#### [DATA TO PROCESS]
_ _ _
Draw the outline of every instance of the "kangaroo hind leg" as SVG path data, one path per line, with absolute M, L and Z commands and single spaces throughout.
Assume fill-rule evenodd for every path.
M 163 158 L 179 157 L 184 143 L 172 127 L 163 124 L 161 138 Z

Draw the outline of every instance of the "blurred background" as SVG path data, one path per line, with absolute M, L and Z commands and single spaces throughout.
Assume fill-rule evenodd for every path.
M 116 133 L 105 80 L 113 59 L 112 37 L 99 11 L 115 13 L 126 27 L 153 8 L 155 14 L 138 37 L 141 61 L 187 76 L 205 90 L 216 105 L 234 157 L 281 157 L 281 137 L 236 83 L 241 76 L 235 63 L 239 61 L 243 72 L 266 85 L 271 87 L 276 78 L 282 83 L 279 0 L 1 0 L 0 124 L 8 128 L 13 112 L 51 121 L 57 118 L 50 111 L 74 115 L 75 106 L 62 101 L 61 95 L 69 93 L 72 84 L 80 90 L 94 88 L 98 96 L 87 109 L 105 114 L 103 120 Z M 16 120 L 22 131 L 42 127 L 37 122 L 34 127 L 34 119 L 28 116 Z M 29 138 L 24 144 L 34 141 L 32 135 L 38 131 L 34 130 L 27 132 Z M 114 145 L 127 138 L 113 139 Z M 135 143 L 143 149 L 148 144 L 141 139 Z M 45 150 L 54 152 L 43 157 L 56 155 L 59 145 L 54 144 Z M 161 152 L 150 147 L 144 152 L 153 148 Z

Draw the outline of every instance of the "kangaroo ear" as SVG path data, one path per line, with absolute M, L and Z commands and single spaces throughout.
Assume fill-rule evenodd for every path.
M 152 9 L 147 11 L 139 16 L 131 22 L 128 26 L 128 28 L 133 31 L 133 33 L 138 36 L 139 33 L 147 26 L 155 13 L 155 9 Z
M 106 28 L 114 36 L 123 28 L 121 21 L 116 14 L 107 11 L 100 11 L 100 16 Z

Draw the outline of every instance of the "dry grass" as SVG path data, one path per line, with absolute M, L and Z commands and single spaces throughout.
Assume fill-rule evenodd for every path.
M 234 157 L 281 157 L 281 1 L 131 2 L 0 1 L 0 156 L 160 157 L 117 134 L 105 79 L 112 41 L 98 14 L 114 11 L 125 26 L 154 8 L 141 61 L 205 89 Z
_ _ _
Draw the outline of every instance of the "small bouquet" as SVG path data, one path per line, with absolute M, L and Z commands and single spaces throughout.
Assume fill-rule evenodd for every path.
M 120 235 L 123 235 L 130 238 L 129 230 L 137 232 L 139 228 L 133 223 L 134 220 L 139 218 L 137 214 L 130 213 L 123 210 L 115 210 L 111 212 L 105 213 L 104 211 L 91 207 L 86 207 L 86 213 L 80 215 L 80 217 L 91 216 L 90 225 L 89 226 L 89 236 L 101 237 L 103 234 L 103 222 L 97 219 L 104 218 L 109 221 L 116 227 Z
_ _ _
#### [TASK INSTRUCTIONS]
Report every line of the data above that contains the string "instance", copying each such line in full. Treat the match as case-sensitive.

#### [FULL SOLUTION]
Draw the outline of every instance of the "kangaroo hind leg" as SVG path data, one path per line, with absolute M, L and Z commands and single spaces throughout.
Draw the outline of every instance of the "blurred background" as SVG path data, one path per line, with absolute M, L and Z commands and single spaces throughout.
Draw the outline of every instance of the "kangaroo ear" as SVG path data, one path per line, with absolute M, L and Z commands and single spaces throughout.
Draw the outline of every instance of the "dry grass" as SVG path data, one path per line, with absolute M, L and Z commands and single spaces throughout.
Draw the outline of every instance of the "small bouquet" as SVG path data, one path per line, with absolute M, L and Z commands and single spaces throughout.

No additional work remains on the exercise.